Re: [PATCH v6 09/22] vfio: VFIO_IOMMU_BIND/UNBIND_MSI

From: Auger Eric
Date: Fri Mar 22 2019 - 05:30:15 EST


Hi Alex,
On 3/22/19 12:01 AM, Alex Williamson wrote:
> On Sun, 17 Mar 2019 18:22:19 +0100
> Eric Auger <eric.auger@xxxxxxxxxx> wrote:
>
>> This patch adds the VFIO_IOMMU_BIND/UNBIND_MSI ioctl which aim
>> to pass/withdraw the guest MSI binding to/from the host.
>>
>> Signed-off-by: Eric Auger <eric.auger@xxxxxxxxxx>
>>
>> ---
>> v3 -> v4:
>> - add UNBIND
>> - unwind on BIND error
>>
>> v2 -> v3:
>> - adapt to new proto of bind_guest_msi
>> - directly use vfio_iommu_for_each_dev
>>
>> v1 -> v2:
>> - s/vfio_iommu_type1_guest_msi_binding/vfio_iommu_type1_bind_guest_msi
>> ---
>> drivers/vfio/vfio_iommu_type1.c | 58 +++++++++++++++++++++++++++++++++
>> include/uapi/linux/vfio.h | 29 +++++++++++++++++
>> 2 files changed, 87 insertions(+)
>>
>> diff --git a/drivers/vfio/vfio_iommu_type1.c b/drivers/vfio/vfio_iommu_type1.c
>> index 12a40b9db6aa..66513679081b 100644
>> --- a/drivers/vfio/vfio_iommu_type1.c
>> +++ b/drivers/vfio/vfio_iommu_type1.c
>> @@ -1710,6 +1710,25 @@ static int vfio_cache_inv_fn(struct device *dev, void *data)
>> return iommu_cache_invalidate(d, dev, &ustruct->info);
>> }
>>
>> +static int vfio_bind_msi_fn(struct device *dev, void *data)
>> +{
>> + struct vfio_iommu_type1_bind_msi *ustruct =
>> + (struct vfio_iommu_type1_bind_msi *)data;
>> + struct iommu_domain *d = iommu_get_domain_for_dev(dev);
>> +
>> + return iommu_bind_guest_msi(d, dev, ustruct->iova,
>> + ustruct->gpa, ustruct->size);
>> +}
>> +
>> +static int vfio_unbind_msi_fn(struct device *dev, void *data)

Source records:

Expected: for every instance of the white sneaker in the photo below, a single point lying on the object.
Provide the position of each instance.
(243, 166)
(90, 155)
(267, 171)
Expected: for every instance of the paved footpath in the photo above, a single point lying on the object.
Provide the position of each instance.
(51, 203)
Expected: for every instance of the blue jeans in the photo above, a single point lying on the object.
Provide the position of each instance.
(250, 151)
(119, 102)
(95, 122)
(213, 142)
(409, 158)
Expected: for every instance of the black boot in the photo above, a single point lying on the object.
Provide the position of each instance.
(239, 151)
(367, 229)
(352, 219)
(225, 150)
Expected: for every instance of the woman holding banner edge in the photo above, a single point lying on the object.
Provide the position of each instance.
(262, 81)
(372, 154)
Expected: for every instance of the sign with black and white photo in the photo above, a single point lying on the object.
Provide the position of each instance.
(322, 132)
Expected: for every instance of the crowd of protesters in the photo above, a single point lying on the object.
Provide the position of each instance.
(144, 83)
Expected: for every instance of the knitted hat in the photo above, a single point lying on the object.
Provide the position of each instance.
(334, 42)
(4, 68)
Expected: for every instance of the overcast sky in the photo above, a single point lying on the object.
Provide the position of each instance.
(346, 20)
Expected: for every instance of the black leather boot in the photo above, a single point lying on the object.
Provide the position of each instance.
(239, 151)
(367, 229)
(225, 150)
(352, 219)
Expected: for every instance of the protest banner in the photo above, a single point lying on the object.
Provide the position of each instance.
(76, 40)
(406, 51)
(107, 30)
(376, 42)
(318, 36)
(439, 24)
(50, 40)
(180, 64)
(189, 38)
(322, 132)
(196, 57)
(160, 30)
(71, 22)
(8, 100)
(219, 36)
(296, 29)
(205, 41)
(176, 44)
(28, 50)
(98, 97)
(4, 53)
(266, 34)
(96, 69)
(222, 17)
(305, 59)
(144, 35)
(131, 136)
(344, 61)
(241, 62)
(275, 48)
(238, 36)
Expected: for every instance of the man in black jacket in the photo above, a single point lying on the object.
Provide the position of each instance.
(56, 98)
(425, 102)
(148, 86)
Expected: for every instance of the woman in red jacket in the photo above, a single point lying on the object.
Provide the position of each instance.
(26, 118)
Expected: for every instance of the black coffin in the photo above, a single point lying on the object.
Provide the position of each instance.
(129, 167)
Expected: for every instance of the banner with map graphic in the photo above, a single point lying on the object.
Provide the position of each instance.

Task requirements ▸
[1] Answer these questions about the VFIO patch message:
(a) Which two files does the patch change?
(b) In which version step was UNBIND added?
(c) Which function's result does vfio_bind_msi_fn return?
[2] Write the next part of the VFIO patch message, starting after its last line.

Outputs ▸
[1]
(a) drivers/vfio/vfio_iommu_type1.c and include/uapi/linux/vfio.h
(b) v3 -> v4
(c) iommu_bind_guest_msi

[2]
>> +{
>> + dma_addr_t *iova = (dma_addr_t *)data;
>> + struct iommu_domain *d = iommu_get_domain_for_dev(dev);
>
> Same as previous, we can encapsulate domain in our own struct to avoid
> a lookup.
>
>> +
>> + iommu_unbind_guest_msi(d, dev, *iova);
>
> Is it strange that iommu-core is exposing these interfaces at a device
> level if every one of them requires us to walk all the devices? Thanks,

Hum this per device API was devised in response of Robin's comments on

[RFC v2 12/20] dma-iommu: Implement NESTED_MSI cookie.

"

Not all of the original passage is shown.